→ **Problem to work on**
Please write out the rows as a numbered list, beginning at the line that contains "Spot the plate" and ending with the final line of the rows. Leave out any blank lines.

→ **Extracted information**
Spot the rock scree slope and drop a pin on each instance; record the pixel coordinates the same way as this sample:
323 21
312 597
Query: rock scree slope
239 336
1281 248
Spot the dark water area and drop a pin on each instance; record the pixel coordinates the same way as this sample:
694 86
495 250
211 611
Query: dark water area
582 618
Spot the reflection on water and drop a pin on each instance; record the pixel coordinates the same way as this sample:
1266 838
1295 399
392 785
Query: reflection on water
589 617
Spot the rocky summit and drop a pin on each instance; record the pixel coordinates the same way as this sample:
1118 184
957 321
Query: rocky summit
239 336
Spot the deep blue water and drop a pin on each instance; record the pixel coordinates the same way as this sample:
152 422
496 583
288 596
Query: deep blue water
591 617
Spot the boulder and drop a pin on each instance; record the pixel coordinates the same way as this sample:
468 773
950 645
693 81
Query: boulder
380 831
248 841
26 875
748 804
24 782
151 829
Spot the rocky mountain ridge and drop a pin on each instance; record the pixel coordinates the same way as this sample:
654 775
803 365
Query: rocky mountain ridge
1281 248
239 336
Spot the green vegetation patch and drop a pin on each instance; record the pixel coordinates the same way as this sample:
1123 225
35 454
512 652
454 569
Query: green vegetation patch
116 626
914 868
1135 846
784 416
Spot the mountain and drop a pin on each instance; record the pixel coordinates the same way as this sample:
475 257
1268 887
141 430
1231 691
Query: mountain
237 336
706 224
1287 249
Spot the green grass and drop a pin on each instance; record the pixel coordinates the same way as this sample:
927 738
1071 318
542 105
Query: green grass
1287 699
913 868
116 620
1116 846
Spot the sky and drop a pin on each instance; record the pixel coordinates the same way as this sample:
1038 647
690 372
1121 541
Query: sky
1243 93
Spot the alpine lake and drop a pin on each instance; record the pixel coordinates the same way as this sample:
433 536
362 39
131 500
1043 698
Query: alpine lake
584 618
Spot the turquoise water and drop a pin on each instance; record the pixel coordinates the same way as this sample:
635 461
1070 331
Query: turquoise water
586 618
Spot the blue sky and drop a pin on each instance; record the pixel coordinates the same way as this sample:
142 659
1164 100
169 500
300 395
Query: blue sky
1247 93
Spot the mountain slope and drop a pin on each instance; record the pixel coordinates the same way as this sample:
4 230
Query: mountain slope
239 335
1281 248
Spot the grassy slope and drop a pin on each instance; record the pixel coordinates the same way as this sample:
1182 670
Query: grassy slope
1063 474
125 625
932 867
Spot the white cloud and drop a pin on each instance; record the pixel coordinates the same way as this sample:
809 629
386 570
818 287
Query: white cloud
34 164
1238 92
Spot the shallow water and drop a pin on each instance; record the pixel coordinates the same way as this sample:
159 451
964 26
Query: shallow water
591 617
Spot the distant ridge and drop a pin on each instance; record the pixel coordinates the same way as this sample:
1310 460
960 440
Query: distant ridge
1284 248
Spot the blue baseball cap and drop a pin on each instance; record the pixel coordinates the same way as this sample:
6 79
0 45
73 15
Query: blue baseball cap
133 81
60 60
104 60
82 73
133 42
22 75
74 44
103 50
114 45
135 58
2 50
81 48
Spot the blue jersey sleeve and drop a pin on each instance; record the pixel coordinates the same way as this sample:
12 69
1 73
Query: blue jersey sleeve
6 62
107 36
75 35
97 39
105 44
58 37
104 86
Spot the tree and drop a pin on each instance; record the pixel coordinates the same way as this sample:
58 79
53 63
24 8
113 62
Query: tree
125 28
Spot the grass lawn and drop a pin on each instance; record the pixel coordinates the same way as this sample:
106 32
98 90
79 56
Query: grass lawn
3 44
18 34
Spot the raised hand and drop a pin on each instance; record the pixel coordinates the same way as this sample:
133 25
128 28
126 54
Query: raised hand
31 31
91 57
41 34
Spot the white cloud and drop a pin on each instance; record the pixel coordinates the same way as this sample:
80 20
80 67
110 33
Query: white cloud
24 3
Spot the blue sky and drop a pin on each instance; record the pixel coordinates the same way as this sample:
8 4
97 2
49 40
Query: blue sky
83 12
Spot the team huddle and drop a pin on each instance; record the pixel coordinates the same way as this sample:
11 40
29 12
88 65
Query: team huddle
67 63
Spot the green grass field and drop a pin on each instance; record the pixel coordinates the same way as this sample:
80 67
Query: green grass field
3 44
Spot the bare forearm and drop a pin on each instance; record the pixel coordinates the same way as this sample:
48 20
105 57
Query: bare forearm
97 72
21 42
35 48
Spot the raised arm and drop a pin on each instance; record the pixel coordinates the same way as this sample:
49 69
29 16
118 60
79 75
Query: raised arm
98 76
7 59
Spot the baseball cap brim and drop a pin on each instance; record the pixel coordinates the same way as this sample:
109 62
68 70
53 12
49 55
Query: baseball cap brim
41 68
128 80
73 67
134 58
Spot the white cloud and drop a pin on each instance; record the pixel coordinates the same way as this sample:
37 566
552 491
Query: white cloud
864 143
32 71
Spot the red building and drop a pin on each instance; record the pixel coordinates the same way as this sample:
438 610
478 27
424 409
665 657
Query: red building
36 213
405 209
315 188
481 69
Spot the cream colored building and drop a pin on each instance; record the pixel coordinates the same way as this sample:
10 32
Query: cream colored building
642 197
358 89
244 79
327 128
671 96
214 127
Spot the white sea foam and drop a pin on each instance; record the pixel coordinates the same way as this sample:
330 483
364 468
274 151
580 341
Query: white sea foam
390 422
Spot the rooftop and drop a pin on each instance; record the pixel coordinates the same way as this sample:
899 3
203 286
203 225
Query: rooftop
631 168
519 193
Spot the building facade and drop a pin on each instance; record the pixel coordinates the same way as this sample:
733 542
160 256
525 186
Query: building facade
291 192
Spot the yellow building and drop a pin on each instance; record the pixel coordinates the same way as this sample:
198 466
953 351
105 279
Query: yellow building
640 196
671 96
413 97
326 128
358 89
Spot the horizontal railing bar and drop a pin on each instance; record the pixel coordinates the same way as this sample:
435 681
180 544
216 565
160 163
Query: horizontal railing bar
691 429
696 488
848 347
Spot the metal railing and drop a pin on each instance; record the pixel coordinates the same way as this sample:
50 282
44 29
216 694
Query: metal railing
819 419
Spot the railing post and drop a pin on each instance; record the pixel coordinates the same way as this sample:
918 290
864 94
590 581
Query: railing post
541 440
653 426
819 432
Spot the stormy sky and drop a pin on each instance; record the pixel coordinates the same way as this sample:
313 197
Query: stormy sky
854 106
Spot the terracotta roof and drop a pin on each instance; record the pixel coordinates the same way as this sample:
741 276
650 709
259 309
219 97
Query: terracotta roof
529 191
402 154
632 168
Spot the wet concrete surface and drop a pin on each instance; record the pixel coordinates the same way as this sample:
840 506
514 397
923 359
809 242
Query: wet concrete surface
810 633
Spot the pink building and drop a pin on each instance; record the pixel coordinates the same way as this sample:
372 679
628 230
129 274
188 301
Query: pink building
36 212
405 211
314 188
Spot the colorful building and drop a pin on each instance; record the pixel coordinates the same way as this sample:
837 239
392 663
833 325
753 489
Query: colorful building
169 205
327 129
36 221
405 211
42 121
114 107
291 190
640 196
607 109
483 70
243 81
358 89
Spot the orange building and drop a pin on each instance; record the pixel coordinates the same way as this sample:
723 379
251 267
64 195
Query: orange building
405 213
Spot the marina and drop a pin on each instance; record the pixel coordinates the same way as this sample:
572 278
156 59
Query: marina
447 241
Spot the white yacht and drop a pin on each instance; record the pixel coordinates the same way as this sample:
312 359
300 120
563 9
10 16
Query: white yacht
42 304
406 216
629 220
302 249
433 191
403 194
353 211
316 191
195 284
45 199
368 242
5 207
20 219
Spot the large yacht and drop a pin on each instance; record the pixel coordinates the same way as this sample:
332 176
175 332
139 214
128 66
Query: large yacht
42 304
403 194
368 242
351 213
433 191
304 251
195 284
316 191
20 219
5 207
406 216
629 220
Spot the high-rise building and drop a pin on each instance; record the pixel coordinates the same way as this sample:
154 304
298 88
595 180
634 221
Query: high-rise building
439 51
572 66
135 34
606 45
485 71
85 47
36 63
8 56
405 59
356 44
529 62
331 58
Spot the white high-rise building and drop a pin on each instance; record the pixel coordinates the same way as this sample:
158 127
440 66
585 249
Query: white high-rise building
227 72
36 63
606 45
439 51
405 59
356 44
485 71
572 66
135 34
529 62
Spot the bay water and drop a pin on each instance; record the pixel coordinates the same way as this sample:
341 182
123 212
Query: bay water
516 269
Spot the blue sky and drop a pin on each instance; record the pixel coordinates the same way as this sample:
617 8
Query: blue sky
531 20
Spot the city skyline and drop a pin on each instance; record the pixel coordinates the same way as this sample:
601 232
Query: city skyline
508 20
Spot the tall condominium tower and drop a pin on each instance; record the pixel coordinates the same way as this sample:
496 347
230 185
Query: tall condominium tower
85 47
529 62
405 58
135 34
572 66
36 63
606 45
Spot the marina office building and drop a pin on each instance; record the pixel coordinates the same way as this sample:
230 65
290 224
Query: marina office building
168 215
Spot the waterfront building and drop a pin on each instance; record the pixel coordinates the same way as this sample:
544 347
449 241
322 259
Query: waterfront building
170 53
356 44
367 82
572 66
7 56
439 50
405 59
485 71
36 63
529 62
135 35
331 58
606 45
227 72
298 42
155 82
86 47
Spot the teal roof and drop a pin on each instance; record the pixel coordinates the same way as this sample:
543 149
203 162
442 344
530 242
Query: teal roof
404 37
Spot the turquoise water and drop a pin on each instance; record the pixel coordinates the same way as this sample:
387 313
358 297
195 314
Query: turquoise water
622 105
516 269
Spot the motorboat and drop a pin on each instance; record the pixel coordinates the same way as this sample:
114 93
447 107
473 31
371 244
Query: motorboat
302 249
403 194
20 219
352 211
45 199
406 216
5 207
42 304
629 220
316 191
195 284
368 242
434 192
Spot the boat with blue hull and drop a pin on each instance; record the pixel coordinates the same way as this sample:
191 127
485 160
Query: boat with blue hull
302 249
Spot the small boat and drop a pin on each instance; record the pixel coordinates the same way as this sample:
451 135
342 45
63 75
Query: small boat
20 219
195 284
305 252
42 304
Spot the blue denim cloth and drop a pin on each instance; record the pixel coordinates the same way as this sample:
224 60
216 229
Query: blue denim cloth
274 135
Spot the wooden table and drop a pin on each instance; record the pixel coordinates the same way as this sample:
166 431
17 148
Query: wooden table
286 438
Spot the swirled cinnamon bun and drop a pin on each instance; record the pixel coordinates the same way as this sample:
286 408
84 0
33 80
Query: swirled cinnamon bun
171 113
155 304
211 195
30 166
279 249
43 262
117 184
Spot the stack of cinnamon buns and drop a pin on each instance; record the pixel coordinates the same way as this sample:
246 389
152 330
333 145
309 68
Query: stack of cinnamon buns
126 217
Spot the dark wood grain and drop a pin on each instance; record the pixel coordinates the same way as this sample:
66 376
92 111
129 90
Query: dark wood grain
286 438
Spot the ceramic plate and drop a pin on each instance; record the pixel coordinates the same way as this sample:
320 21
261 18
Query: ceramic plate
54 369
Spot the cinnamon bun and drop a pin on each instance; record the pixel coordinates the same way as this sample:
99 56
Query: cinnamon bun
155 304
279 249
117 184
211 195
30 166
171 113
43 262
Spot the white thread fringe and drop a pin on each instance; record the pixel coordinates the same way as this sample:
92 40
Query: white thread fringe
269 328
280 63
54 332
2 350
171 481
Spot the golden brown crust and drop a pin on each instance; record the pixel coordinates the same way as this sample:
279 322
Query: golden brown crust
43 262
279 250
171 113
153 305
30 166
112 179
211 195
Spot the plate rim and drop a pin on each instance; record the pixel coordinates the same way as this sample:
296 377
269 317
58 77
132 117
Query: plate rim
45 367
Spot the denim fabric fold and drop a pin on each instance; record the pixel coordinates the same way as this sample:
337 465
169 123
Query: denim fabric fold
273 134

→ **Correct answer**
1. Spot the plate rim and drop a pin on each instance; record the pixel coordinates the same way as this sample:
2. 296 377
3. 269 317
4. 58 77
5. 132 117
6. Query: plate rim
7. 45 367
8. Spot the denim fabric fold and drop a pin on each instance; record the pixel coordinates the same way as this sample:
9. 337 465
10. 169 123
11. Query: denim fabric fold
12. 273 134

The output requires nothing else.